Look through the material below. Return exactly the lines from the one with "# test: point at every instance of the outstretched" through the one with "# test: point at every instance of the helmet", both included.
++++ Information provided ++++
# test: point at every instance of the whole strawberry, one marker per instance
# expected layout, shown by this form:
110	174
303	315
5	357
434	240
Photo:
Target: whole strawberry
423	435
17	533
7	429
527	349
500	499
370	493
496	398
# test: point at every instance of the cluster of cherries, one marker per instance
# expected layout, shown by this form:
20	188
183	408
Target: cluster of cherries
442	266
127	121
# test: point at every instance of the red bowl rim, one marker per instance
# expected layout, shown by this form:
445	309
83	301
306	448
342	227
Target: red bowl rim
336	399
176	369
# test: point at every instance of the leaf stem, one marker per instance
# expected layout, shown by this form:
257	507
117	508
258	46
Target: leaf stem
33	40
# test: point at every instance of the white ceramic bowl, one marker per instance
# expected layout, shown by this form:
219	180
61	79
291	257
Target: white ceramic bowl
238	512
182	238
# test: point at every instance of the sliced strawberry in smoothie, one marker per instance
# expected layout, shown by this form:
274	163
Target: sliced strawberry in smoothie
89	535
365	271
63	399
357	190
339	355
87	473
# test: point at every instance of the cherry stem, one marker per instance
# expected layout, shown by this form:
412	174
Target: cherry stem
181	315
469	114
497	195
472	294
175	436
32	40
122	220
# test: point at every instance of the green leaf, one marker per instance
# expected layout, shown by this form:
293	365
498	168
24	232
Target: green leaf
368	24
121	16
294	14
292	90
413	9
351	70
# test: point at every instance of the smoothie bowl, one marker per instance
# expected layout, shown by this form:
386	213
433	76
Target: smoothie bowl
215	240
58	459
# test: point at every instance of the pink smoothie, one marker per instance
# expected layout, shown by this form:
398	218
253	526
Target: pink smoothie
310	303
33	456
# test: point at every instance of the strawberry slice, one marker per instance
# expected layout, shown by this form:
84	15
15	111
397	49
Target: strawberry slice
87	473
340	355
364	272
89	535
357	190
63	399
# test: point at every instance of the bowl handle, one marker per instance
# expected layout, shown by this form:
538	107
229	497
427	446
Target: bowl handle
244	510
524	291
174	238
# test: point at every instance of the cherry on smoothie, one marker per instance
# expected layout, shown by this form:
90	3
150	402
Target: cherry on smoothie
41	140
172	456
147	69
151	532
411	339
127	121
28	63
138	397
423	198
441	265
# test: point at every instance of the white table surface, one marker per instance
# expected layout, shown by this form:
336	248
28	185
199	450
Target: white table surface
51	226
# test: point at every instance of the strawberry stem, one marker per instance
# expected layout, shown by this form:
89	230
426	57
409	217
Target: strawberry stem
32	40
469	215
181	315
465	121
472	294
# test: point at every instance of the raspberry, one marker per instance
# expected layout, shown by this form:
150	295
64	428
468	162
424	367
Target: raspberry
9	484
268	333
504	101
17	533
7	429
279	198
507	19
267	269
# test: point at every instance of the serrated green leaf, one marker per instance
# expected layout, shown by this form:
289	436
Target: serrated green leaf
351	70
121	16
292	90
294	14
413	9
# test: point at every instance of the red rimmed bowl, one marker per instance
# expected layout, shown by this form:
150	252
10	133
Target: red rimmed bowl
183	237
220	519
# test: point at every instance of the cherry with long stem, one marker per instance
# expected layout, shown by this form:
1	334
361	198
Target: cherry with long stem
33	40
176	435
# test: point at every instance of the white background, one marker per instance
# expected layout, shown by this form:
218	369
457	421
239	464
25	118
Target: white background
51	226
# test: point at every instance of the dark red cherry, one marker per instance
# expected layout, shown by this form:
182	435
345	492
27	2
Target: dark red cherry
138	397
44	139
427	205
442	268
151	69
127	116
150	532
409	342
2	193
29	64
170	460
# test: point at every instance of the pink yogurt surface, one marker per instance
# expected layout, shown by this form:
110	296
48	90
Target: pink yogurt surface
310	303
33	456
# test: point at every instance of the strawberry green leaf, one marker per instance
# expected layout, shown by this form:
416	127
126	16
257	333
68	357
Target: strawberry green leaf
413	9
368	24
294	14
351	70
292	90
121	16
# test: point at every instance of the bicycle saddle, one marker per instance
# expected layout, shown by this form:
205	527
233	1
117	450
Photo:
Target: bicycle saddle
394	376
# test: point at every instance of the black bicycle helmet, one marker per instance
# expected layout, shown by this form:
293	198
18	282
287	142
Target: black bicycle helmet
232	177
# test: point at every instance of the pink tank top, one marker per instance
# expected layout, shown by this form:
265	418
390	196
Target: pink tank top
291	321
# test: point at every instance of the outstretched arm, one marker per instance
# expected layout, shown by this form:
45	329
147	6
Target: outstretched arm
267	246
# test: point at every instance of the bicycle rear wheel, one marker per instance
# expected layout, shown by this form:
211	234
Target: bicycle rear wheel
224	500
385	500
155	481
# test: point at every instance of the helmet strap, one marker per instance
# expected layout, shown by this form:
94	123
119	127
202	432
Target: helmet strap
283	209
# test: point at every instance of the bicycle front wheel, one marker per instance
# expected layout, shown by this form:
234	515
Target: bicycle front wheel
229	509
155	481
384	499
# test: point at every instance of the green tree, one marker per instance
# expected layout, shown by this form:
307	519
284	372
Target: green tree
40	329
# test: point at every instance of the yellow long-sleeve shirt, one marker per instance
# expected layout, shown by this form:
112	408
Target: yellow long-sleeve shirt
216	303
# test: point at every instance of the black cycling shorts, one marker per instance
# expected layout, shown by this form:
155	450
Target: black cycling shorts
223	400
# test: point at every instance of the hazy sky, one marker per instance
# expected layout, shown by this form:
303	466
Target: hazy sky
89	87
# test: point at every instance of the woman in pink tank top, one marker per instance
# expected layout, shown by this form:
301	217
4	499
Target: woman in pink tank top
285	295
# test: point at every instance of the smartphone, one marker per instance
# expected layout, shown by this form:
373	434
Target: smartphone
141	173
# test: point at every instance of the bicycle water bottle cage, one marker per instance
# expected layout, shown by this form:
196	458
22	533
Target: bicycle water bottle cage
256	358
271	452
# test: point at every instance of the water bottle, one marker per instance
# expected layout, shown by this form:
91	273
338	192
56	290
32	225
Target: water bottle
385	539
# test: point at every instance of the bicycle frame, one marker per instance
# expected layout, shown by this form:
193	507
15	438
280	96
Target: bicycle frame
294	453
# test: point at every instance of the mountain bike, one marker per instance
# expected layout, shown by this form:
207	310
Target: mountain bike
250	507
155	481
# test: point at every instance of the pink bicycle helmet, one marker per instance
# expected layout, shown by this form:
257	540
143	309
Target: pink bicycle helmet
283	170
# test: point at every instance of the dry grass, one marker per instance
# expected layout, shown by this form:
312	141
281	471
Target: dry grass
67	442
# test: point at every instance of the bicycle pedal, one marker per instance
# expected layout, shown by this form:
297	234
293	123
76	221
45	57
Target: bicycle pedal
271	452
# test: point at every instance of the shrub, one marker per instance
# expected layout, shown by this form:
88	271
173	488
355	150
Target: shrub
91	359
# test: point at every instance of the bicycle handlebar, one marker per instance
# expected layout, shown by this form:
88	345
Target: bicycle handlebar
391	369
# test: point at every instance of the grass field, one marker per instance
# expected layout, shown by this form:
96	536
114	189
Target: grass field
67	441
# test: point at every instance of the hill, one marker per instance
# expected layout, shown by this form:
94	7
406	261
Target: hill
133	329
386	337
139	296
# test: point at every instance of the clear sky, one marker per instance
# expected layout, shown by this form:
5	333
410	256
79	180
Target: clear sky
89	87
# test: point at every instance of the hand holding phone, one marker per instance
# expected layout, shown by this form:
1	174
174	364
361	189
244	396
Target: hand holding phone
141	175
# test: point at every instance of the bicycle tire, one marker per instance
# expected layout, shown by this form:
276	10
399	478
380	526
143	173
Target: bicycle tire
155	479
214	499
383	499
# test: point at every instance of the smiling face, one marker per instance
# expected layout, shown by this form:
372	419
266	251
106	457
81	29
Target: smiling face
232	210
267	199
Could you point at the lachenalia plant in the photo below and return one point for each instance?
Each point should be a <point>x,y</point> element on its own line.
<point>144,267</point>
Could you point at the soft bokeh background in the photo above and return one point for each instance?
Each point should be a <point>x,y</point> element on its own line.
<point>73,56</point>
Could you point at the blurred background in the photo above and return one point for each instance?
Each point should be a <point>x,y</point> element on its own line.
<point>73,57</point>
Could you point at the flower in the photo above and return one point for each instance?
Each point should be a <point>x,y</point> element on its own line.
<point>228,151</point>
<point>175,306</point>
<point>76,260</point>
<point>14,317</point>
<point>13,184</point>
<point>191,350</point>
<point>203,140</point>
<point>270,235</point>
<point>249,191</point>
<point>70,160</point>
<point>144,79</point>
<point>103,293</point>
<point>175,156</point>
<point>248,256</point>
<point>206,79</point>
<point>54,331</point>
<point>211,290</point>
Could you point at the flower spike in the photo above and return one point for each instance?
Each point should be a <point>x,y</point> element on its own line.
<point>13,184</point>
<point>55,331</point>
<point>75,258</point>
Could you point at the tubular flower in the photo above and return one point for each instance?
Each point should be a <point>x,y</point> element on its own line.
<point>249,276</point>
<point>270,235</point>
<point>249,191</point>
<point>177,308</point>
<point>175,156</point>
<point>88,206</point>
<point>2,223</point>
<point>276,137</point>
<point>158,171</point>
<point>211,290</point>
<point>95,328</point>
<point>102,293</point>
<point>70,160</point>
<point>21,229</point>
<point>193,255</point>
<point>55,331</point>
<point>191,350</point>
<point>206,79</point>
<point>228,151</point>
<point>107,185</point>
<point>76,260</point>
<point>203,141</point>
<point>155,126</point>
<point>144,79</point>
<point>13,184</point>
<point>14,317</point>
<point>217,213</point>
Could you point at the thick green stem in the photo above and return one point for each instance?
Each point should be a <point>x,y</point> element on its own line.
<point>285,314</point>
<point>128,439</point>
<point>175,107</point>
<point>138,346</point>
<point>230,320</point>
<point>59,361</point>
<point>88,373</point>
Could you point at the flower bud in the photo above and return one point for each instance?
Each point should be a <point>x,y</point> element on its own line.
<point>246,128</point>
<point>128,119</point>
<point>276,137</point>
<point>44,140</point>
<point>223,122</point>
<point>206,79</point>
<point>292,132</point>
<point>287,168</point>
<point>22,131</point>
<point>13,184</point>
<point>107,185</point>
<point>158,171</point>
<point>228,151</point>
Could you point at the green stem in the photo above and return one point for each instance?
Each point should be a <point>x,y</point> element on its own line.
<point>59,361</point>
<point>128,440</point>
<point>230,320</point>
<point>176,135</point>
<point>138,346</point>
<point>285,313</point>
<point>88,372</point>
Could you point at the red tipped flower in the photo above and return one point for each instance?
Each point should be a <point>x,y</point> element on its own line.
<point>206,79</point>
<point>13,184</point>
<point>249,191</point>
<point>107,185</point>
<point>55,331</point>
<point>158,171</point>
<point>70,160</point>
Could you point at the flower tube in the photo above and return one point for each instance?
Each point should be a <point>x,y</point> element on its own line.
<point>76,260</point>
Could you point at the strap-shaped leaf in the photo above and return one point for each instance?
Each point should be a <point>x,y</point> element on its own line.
++++
## Written answer
# test: point at every instance of the outstretched arm, one marker per instance
# expected layout, shown by this form:
45	329
147	6
Target: outstretched arm
267	246
# test: point at every instance of the bicycle rear wheel, one marker per instance
# expected layout, shown by this form:
211	234
Target: bicycle rear wheel
224	500
385	500
155	481
# test: point at every instance of the helmet strap, one marker per instance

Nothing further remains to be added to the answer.